**AIM OF THE EXERCISE**
What is needed is an exact copy of the line that contains "Query: cardigan sleeve" and of all later lines to the end of the records below, with no other lines.

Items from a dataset
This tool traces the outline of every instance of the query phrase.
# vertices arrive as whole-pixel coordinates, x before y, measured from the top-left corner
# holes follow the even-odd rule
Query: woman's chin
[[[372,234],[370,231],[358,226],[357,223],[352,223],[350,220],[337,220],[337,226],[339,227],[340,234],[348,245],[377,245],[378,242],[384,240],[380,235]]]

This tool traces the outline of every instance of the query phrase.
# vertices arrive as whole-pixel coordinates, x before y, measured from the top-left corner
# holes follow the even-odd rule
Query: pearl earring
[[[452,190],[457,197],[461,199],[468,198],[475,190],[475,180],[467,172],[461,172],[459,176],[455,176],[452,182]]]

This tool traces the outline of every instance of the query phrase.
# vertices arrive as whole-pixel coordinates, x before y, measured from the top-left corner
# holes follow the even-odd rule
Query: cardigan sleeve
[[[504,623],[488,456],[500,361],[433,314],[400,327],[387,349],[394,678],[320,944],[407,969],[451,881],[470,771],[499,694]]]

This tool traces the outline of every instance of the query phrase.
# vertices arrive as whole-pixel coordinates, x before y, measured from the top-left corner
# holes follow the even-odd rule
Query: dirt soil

**RESPONSE**
Query: cardigan sleeve
[[[504,623],[488,456],[500,361],[433,314],[400,327],[387,349],[394,678],[320,944],[407,969],[451,881],[470,771],[499,694]]]

This tool traces the outline of every instance of the query phrase.
# vertices arrive as whole-pixel coordinates, x before y, measured from the top-left corner
# holes follow the even-odd rule
Query: dirt soil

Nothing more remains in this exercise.